> [What this task involves] Although the data below holds other lines too, output only those from the line with "below, one point per instance." up to and including the line with "Target: thick tree branch", exactly as they appear.

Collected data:
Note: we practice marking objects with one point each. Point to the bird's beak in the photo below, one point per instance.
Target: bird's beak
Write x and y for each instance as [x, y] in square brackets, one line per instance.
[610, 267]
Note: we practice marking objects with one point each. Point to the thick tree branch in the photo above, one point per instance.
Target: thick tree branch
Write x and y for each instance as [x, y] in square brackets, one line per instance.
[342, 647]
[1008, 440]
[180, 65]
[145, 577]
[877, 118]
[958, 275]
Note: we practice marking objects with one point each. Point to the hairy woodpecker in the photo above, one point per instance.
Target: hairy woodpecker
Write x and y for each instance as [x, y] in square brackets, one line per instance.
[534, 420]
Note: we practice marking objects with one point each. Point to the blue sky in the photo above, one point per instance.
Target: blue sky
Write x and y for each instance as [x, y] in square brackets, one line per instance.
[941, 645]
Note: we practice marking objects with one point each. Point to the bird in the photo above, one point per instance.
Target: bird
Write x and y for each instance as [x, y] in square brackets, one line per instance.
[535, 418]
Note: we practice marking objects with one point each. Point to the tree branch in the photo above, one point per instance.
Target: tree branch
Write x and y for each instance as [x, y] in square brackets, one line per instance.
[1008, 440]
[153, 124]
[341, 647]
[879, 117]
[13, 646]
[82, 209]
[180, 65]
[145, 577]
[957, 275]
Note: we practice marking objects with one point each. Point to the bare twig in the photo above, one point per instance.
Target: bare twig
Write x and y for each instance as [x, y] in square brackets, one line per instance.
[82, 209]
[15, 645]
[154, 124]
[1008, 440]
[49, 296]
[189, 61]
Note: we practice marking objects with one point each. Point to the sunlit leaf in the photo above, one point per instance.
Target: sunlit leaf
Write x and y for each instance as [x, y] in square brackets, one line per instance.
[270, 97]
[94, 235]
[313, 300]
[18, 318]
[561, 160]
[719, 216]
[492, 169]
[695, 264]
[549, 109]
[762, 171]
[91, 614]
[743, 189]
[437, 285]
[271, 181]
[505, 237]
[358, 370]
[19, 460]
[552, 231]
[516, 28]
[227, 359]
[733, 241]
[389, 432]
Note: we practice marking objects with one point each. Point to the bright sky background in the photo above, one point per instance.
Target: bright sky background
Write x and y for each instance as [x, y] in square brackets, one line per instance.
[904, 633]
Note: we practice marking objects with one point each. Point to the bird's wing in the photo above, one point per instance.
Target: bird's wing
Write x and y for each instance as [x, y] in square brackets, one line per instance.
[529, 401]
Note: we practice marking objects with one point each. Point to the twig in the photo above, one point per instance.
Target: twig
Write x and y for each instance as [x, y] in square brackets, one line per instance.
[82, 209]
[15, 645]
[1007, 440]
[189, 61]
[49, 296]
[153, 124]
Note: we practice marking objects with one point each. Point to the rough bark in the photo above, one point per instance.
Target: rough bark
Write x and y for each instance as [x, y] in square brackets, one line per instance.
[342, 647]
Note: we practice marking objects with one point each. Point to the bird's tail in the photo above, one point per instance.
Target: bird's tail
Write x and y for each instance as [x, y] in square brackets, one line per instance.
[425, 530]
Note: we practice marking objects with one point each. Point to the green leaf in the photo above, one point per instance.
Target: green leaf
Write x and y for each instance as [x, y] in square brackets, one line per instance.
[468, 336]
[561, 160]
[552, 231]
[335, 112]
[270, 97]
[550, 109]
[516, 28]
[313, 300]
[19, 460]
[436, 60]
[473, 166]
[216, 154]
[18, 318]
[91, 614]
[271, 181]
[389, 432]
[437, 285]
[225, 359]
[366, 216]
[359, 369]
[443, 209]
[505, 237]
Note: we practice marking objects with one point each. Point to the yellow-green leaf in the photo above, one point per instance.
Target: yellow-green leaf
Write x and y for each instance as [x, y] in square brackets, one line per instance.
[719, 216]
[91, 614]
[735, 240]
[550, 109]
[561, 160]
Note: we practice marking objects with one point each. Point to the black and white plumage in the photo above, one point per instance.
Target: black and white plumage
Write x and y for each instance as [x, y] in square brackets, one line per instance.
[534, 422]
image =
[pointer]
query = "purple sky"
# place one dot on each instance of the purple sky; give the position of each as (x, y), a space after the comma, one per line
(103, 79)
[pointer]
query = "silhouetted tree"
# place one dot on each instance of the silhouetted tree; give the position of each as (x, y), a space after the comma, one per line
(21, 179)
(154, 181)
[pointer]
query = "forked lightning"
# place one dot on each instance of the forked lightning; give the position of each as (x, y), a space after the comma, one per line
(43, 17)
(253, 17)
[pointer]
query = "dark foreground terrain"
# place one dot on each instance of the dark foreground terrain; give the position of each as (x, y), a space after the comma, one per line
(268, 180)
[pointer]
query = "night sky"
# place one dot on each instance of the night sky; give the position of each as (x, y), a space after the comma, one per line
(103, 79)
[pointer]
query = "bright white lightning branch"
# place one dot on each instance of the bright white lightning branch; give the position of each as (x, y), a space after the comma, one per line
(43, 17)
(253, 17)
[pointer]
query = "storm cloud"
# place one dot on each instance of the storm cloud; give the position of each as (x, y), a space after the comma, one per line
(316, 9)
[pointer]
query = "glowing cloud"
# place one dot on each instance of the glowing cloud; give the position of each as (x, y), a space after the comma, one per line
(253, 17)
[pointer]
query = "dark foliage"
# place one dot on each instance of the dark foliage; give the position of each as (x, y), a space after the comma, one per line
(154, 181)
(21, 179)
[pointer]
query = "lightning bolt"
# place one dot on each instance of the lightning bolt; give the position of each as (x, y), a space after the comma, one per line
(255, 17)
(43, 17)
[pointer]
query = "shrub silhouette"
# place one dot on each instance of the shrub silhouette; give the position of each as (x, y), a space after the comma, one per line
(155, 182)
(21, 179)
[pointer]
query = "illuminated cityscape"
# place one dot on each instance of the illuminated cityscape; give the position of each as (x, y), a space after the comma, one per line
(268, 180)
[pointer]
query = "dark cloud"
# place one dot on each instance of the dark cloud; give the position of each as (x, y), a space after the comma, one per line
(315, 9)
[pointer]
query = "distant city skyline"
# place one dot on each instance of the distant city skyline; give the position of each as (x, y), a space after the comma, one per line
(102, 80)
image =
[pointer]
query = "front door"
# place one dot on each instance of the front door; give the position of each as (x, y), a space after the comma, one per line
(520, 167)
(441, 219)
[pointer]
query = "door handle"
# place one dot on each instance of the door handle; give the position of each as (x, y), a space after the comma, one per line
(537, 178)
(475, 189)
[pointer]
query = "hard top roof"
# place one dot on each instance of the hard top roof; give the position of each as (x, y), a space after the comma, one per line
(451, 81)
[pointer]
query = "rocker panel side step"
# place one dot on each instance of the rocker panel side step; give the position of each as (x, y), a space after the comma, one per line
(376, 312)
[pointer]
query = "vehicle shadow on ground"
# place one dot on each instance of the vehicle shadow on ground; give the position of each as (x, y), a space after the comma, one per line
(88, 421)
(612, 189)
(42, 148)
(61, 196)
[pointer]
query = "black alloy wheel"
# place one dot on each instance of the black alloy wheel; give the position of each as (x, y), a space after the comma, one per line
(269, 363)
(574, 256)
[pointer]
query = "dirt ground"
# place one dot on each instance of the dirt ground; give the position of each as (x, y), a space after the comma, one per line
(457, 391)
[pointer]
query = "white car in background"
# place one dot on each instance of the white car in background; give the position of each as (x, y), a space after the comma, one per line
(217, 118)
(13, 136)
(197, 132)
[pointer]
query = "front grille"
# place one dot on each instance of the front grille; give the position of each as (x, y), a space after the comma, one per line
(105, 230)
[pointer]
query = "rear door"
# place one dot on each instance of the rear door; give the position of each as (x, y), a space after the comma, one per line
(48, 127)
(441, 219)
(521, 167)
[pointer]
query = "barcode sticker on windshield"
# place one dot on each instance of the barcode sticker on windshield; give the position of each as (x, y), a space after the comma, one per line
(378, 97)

...

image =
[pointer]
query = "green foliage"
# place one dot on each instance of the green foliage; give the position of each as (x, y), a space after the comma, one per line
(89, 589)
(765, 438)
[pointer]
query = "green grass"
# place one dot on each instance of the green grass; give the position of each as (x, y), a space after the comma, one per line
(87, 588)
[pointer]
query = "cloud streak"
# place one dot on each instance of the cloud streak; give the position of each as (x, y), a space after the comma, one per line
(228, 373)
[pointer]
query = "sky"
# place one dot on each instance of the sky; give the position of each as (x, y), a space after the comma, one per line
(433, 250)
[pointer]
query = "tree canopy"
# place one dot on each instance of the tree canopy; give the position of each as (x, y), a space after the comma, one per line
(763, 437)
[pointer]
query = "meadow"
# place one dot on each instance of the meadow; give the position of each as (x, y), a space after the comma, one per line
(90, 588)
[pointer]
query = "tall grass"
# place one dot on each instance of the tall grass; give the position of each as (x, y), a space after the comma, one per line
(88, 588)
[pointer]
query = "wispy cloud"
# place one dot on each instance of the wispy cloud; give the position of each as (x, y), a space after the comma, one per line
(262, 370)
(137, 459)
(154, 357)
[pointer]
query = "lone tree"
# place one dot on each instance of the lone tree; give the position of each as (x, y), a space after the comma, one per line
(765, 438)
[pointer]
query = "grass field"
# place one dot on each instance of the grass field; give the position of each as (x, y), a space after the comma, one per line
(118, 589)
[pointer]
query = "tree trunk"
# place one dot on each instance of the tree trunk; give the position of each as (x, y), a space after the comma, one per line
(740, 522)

> [The completed task]
Note: we practice marking objects with one point each. Point to the bird's beak in the photo below, one point per instance.
Target: bird's beak
Write x and y for each instance as [x, y] in square brackets, one line per instance.
[610, 267]
Note: we practice marking objects with one point each. Point to the thick tree branch in the photo above, one point per instance.
Target: thick tree branch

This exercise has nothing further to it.